**TASK DETAILS**
The full listing should be set down again without a single alteration.

────

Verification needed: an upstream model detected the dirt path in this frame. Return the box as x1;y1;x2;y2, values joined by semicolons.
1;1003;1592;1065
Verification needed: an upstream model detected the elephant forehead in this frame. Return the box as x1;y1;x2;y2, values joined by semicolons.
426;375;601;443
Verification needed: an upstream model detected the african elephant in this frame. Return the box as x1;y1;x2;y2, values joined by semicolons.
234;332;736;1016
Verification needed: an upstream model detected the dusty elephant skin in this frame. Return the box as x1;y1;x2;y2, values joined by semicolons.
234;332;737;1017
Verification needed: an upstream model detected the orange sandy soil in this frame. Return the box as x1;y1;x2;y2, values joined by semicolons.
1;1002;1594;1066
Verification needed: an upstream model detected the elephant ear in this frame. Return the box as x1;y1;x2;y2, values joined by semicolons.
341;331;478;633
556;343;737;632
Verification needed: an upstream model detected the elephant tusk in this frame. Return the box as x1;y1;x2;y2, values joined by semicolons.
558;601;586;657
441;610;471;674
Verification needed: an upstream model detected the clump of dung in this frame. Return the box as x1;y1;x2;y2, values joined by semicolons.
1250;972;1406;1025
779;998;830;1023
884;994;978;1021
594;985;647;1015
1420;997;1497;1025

────

**TASK ANSWER**
Verification needed: an upstream model detected the dirt path in this frame. Return the box as x1;y1;x2;y2, values joined by semicolons.
1;1003;1592;1065
Verification needed: an upstream model detected the elephant forehead in this frame. Return the box as x1;y1;x2;y2, values joined by semicolons.
426;375;601;443
Verification needed: an upstream model detected the african elephant in this frame. Return the box as x1;y1;x2;y2, values joined by semicolons.
234;332;736;1016
Verification needed: an upstream model detected the dusty elephant skin in this frame. Return the box as x1;y1;x2;y2, values joined by semicolons.
234;332;737;1017
Verification needed: an upstream model detected the orange sandy soil in this frame. Return the box as x1;y1;x2;y2, values joined by semicolons.
1;1002;1594;1066
Verification needed: an upstream model detected the elephant ear in this frame. Return the box as x1;y1;x2;y2, values joined by semicolons.
341;331;478;633
556;343;737;632
Verification needed: an upstream model detected the elephant tusk in this frame. Return the box as x1;y1;x2;y2, values joined by semicolons.
558;601;586;657
441;610;471;674
Verification needed: an upstream model detected the clump of dung in this frame. Return the box as x1;y1;x2;y2, values joined by semicolons.
1250;972;1406;1025
779;998;830;1023
884;994;978;1021
594;985;647;1015
1420;997;1497;1025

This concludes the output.